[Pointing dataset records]
--
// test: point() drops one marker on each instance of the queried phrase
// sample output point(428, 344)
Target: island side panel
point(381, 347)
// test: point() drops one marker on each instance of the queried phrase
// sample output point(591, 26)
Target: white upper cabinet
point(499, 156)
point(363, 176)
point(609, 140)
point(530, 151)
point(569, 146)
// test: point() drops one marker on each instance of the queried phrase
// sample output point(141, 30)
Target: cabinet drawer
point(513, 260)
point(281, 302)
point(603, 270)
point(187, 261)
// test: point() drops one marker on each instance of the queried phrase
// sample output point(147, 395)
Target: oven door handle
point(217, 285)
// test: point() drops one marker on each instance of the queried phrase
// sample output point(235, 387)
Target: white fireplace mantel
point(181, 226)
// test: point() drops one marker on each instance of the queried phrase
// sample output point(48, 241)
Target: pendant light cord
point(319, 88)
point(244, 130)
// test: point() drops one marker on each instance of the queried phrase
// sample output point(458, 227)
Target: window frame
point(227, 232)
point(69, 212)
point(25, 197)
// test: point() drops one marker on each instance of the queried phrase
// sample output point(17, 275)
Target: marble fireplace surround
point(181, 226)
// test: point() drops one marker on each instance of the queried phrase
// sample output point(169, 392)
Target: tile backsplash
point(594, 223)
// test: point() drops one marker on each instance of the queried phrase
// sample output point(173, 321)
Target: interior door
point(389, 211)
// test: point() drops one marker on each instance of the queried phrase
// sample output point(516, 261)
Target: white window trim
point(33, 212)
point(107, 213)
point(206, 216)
--
*AIM*
Go through the records above and set each one down exactly, please.

*SOLUTION*
// test: point() drops one marker on each instance of the queried phrase
// sample output point(428, 344)
Target: island side panel
point(381, 347)
// test: point() drops one marker on each instance of the queried phrase
// sample output point(591, 26)
Target: white upper cabinet
point(499, 156)
point(363, 176)
point(609, 140)
point(530, 151)
point(569, 146)
// test: point() drops one marker on each instance of the queried phrase
// sample output point(141, 30)
Target: cabinet drawer
point(513, 260)
point(281, 302)
point(603, 270)
point(187, 261)
// test: point() drops one marker on each instance of the queried phrase
// sample output point(147, 395)
Target: oven door handle
point(217, 285)
// test: point() drops one marker on each instance of the queried phrase
// sample output point(235, 387)
Target: white fireplace mantel
point(181, 226)
// test: point() drops one marker on each instance of the queried phrase
// sample output point(48, 241)
Target: pendant light cord
point(319, 88)
point(244, 130)
// test: point() drops one marker on each instance of the queried phrase
// sample output point(458, 227)
Target: window frame
point(227, 232)
point(69, 212)
point(25, 197)
// test: point() drops one marker on each instance of the queried phrase
// sample output point(17, 275)
Target: marble fireplace surround
point(181, 226)
// test: point() drops one marker on each instance of the queried phrase
// sample output point(169, 392)
Target: tile backsplash
point(594, 223)
// test: point() drops one marker on each instance of the queried phrase
// sample output point(173, 321)
Target: interior door
point(389, 211)
// test: point() drops one marker on each instance of the queried phrase
// sample output point(516, 261)
Target: white window trim
point(33, 212)
point(107, 213)
point(206, 216)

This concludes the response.